Line by line, copy the material below exactly.

*** Opening Given records ***

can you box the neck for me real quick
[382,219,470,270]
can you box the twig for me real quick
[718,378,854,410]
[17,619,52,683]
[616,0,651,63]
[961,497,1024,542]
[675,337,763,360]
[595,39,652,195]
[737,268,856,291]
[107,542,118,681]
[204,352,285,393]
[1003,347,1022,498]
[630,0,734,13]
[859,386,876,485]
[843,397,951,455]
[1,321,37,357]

*** Closing Given records ***

Answer to the exercise
can you box the neck for me real quick
[382,219,470,270]
can you box the twig for me real quick
[718,378,854,410]
[17,619,52,683]
[616,0,651,63]
[961,497,1024,542]
[675,337,763,360]
[595,39,652,195]
[737,268,856,291]
[107,542,118,681]
[204,352,285,393]
[1003,347,1022,498]
[630,0,734,13]
[859,386,876,485]
[843,397,951,455]
[1,321,37,357]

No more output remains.